▶ _TASK DETAILS_: Return the full announcement below about the Rheonix research grant, reproducing every word without change.

▶ _TEXT BLOCK_:
>>>
ITHACA, N.Y. — Rheonix, Inc., a developer of fully automated molecular testing solutions, has received a $500,000 Small Business Innovation Research (SBIR) Phase IIB grant from the National Science Foundation (NSF). The funding adds to the $650,000 the company previously received in NSF SBIR Phase I, Phase IB and Phase II funding for this project and will allow Rheonix to expand the capabilities of its pathogen detection system from the evaluation of recreational water to detection of pathogens in food and beverage markets.
The Phase IIB funding was granted based on a joint development agreement recently entered into by Rheonix and Life Technologies, a global leader in the life sciences tools and diagnostic markets. Under the agreement, Rheonix is developing a platform with built-in capabilities for the in vitro diagnostics market and will supply its CARD® technology to Life Technologies for an automated testing platform in applied markets such as food testing. The partnership will significantly shorten the time necessary for Rheonix to enter the clinical market with its sample-to-result molecular diagnostic instrument.
“The added funding by NSF further validates the scientific merit of our platform,” said Tony Eisenhut, president of Rheonix. “In addition, having a strategic partner of the stature of Life Technologies was a definite benefit during our discussions with NSF. As we have established the strategic partnership with Life Technologies in the applied markets, we also continue to explore such partnerships in other markets of interest to us, especially human clinical diagnostics.”
For the clinical market, the walk-away Rheonix platform is fully automated and addresses the most difficult challenges facing the health care industry today, including workforce shortages, limited access to advanced molecular testing and escalating costs. Once a raw sample is placed on the Rheonix CARD, the automated platform runs with no user intervention through the process of sample extraction, DNA purification, amplification and detection. This eliminates the need for multiple pieces of existing equipment, helping make the testing process quicker, more efficient, less expensive and less likely to result in human error.
<<<
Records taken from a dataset
>>>
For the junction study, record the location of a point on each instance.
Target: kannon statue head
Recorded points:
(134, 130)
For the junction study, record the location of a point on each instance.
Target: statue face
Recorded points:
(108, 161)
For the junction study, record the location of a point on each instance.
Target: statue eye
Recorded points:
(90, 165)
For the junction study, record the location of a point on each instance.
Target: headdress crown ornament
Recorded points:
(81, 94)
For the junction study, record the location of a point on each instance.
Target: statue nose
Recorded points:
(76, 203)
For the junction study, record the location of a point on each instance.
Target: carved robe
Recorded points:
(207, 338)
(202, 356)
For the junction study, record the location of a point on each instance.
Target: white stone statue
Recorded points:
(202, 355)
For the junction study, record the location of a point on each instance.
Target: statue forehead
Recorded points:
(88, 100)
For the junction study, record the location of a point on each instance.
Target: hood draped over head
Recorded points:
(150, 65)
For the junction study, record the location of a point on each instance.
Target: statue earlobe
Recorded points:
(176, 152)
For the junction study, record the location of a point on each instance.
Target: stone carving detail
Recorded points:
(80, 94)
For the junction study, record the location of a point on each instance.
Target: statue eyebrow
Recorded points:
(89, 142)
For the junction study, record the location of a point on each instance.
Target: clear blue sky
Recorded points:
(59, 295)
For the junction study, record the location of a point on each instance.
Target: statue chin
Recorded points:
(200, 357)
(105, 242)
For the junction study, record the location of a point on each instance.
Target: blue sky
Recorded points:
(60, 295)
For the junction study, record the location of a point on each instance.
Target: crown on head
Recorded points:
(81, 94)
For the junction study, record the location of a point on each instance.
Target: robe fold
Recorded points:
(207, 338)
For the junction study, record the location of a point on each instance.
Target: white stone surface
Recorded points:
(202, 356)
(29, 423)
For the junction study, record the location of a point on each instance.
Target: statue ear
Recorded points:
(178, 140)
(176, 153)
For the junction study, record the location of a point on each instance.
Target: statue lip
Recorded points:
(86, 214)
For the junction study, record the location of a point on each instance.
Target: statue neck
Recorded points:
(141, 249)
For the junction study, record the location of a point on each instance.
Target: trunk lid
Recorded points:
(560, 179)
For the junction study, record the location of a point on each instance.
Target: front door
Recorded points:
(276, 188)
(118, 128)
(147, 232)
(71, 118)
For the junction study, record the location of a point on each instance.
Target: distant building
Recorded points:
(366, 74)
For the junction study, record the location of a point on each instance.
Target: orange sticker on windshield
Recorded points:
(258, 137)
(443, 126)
<<<
▶ _ANSWER BELOW_:
ITHACA, N.Y. — Rheonix, Inc., a developer of fully automated molecular testing solutions, has received a $500,000 Small Business Innovation Research (SBIR) Phase IIB grant from the National Science Foundation (NSF). The funding adds to the $650,000 the company previously received in NSF SBIR Phase I, Phase IB and Phase II funding for this project and will allow Rheonix to expand the capabilities of its pathogen detection system from the evaluation of recreational water to detection of pathogens in food and beverage markets.
The Phase IIB funding was granted based on a joint development agreement recently entered into by Rheonix and Life Technologies, a global leader in the life sciences tools and diagnostic markets. Under the agreement, Rheonix is developing a platform with built-in capabilities for the in vitro diagnostics market and will supply its CARD® technology to Life Technologies for an automated testing platform in applied markets such as food testing. The partnership will significantly shorten the time necessary for Rheonix to enter the clinical market with its sample-to-result molecular diagnostic instrument.
“The added funding by NSF further validates the scientific merit of our platform,” said Tony Eisenhut, president of Rheonix. “In addition, having a strategic partner of the stature of Life Technologies was a definite benefit during our discussions with NSF. As we have established the strategic partnership with Life Technologies in the applied markets, we also continue to explore such partnerships in other markets of interest to us, especially human clinical diagnostics.”
For the clinical market, the walk-away Rheonix platform is fully automated and addresses the most difficult challenges facing the health care industry today, including workforce shortages, limited access to advanced molecular testing and escalating costs. Once a raw sample is placed on the Rheonix CARD, the automated platform runs with no user intervention through the process of sample extraction, DNA purification, amplification and detection. This eliminates the need for multiple pieces of existing equipment, helping make the testing process quicker, more efficient, less expensive and less likely to result in human error.